→ Stored rows
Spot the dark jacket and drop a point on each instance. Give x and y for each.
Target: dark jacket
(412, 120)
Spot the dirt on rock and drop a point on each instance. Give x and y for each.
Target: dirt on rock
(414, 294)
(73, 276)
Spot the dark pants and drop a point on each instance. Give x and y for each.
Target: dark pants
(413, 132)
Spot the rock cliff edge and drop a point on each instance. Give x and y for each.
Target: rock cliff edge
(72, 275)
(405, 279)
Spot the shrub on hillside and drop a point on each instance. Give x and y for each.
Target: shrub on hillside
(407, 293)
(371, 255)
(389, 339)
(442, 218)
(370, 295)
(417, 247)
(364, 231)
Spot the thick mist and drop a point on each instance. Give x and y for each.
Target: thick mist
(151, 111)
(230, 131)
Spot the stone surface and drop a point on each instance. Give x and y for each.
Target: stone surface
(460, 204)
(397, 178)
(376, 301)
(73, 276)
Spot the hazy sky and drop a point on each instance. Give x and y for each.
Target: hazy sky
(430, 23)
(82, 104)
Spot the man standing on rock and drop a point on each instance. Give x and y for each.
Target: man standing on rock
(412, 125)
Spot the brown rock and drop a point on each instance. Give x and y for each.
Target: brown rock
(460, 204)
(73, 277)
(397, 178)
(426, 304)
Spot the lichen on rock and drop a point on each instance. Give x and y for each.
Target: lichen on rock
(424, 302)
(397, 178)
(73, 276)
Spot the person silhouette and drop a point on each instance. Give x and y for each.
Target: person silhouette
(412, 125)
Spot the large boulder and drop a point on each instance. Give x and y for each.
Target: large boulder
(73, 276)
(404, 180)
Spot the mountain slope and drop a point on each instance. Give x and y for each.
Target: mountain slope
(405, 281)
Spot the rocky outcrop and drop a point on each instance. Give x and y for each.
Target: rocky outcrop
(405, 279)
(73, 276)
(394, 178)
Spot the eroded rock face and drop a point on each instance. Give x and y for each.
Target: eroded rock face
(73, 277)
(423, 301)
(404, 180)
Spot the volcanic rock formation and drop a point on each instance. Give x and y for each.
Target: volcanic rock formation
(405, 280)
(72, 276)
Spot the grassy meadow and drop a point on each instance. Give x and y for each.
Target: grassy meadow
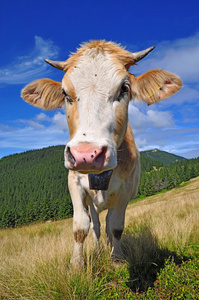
(160, 242)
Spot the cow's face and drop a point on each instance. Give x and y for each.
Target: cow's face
(97, 95)
(96, 90)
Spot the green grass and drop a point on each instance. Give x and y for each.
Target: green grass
(160, 243)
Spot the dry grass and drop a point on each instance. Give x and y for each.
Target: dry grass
(34, 260)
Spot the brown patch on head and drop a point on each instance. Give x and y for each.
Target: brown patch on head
(44, 93)
(119, 54)
(72, 113)
(155, 85)
(79, 236)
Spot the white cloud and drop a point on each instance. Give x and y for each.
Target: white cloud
(28, 67)
(142, 118)
(42, 131)
(179, 56)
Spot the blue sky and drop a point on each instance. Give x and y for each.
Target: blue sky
(33, 30)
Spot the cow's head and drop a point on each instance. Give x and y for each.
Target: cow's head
(96, 89)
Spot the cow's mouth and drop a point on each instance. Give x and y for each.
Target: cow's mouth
(100, 181)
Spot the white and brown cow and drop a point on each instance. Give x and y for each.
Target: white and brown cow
(101, 154)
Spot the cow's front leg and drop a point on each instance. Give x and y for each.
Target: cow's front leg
(116, 225)
(81, 220)
(95, 225)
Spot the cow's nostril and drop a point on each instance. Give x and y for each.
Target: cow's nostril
(70, 156)
(101, 155)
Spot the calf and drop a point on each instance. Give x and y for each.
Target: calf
(101, 155)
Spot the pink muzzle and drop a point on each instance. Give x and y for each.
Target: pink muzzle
(86, 156)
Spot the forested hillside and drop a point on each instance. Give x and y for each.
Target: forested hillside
(33, 185)
(163, 156)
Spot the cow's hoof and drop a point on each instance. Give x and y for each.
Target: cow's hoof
(77, 264)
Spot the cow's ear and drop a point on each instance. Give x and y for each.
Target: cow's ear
(44, 93)
(155, 85)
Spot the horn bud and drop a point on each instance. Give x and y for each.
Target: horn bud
(56, 64)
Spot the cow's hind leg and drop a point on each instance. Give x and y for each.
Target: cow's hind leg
(108, 230)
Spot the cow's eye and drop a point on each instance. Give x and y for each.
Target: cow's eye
(67, 97)
(125, 88)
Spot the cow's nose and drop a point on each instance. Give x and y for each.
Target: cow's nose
(86, 156)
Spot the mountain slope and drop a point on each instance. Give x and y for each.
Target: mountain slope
(33, 185)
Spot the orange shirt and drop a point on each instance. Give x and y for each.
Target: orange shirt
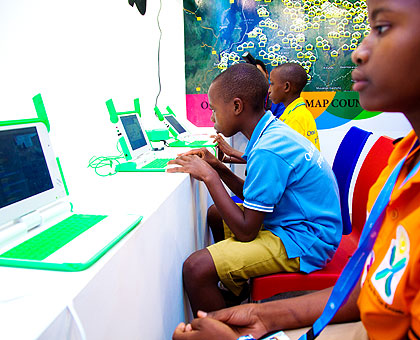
(389, 300)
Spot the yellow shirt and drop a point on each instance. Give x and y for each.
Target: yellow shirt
(300, 119)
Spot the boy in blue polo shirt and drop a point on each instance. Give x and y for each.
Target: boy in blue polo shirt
(291, 214)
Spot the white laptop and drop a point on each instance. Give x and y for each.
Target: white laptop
(137, 149)
(181, 132)
(38, 228)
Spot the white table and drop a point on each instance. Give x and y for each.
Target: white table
(135, 291)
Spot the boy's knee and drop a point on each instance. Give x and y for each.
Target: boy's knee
(198, 265)
(213, 215)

→ Exercise instructions
Quote every line above word for word, leaving out the pictures.

→ Exercise solution
Spot the dark jacket and drop a point on each instance. Give x and y for each.
Target: dark jacket
(412, 120)
Spot the dirt on rock and drop a point on each instance. Give x and y for each.
Target: dirt on rock
(414, 294)
(73, 276)
Spot the dark pants and drop a point on each instance. Give x and y for each.
Target: dark pants
(413, 132)
Spot the rock cliff edge and drop a point on each instance. Give x and y for each.
Target: rock cliff edge
(72, 275)
(405, 279)
Spot the shrub on hillside and drop a point on each instance. Give x and y for each.
Target: shrub on hillside
(407, 293)
(371, 255)
(389, 339)
(442, 218)
(370, 295)
(417, 247)
(364, 231)
Spot the thick mist and drop a point on each instance. Give x and y for each.
Target: thick mist
(151, 111)
(230, 131)
Spot the stone surface and drop a point on each instance. Give x and y for each.
Target: stone surface
(460, 204)
(397, 178)
(376, 301)
(73, 276)
Spot the hazy sky and drop a point on each instance. Give x and y for each.
Target: hazy sky
(430, 23)
(82, 104)
Spot the man standing on rock and drop a point on each instance. Give x and y for each.
Target: man standing on rock
(412, 125)
Spot the brown rock and drop a point on each instance. Give x and y for each.
Target: brown rock
(460, 204)
(73, 277)
(397, 178)
(426, 304)
Spot the lichen on rock and drop a point on each instance. Give x and y for each.
Target: lichen on rock
(424, 302)
(397, 178)
(73, 276)
Spot the person silhouette and drop a point on each instance. Give x and y for each.
Target: person silhouette
(412, 125)
Spot the large boulder and drop a point on each instance. Give x and y for each.
Target: large boulder
(73, 276)
(404, 180)
Spot the mountain slope and drop a point on each instance. Give x and y for each.
Target: mountain slope
(405, 281)
Spot the rocky outcrop and drop a point on each instance. Give x and y for each.
Target: rocky outcrop
(405, 279)
(73, 276)
(394, 178)
Spot the eroded rock face and drop a point on each instance. Give x and y for each.
Target: eroded rock face
(73, 277)
(423, 301)
(404, 180)
Spot the volcanic rock formation and drop a point on each instance. Give x and y for each.
Target: volcanic rock formation
(405, 280)
(72, 276)
Spot the grassy meadow and drop a point on each instance. Give x and y for each.
Target: grassy meadow
(160, 242)
Spot the cow's face and drop a point on each instance. Give x and y for each.
Target: cow's face
(97, 95)
(96, 90)
Spot the green grass and drop a point on each instance. Give x and y for each.
Target: green grass
(160, 243)
Spot the dry grass and drop a point on each instance. Give x and y for each.
Target: dry grass
(34, 260)
Spot the brown patch on head and drop a point on each instance. Give x and y for each.
Target: brown patch on head
(44, 93)
(119, 54)
(72, 113)
(155, 85)
(79, 236)
Spot the white cloud and drop a point on each instance. Give x and y for each.
Target: white cloud
(28, 67)
(142, 118)
(42, 131)
(179, 56)
Spot the blue sky and drop a point on each instance. Give x and y for each.
Target: blue sky
(33, 30)
Spot the cow's head and drop a point on each instance. Give x and y for each.
Target: cow's head
(96, 89)
Spot the cow's mouth and drop a point on each instance. Give x and y for each.
Target: cow's mouth
(100, 181)
Spot the white and brown cow and drop a point on each instance. Give x and y for each.
Target: white and brown cow
(101, 154)
Spot the cow's front leg and drop a point on each instance. Give x and y for each.
Target: cow's front leg
(116, 225)
(81, 220)
(95, 225)
Spot the cow's nostril and drop a point on each instance. Give x and y for each.
Target: cow's nostril
(70, 156)
(101, 155)
Spot the calf and drop a point on each instance. Give x and y for each.
Target: calf
(101, 155)
Spot the pink muzzle and drop a point on each instance. Give x and y for each.
Target: pink muzzle
(86, 156)
Spot the forested hillside and drop a point on each instance. Give x and y for each.
Target: forested hillside
(33, 185)
(163, 156)
Spot the cow's hoof and drop a point on each instance. Give x and y for each.
Target: cow's hoof
(77, 264)
Spot the cow's ear and drop a point on each instance. Give x and y for each.
Target: cow's ear
(44, 93)
(155, 85)
Spot the horn bud and drop a point on each instance. Give x and y for each.
Target: horn bud
(56, 64)
Spot the cow's hind leg and drop a point on each instance. Give x and y for each.
Target: cow's hind leg
(108, 230)
Spot the cow's eye and drop a point on each instance. Give x and y for each.
Target: cow's eye
(67, 97)
(125, 88)
Spot the cow's nose and drop a point on each instance. Give x and y for each.
Target: cow's nose
(86, 156)
Spot the mountain slope and drop a point on each instance. Give x and y for each.
Target: mountain slope
(33, 185)
Spot the orange shirt and drop a point on each instance. Give x and y for each.
Target: orange shirt
(389, 300)
Spot the yellow shirt and drop a point on each instance. Give x and y for each.
Target: yellow shirt
(300, 119)
Spot the boy in blue polo shirt and drop a point on each instance. Give x and y for each.
Target: boy in blue polo shirt
(291, 214)
Spot the white laptop and drop a point on each instance. Give x and y for each.
Target: white laptop
(137, 149)
(181, 132)
(38, 228)
Spot the white table and drop a point on each instance. Give x and y for each.
Target: white table
(135, 291)
Spot the boy's knee and drop a point on each instance. Give x and y for each.
Target: boy's knee
(198, 265)
(213, 215)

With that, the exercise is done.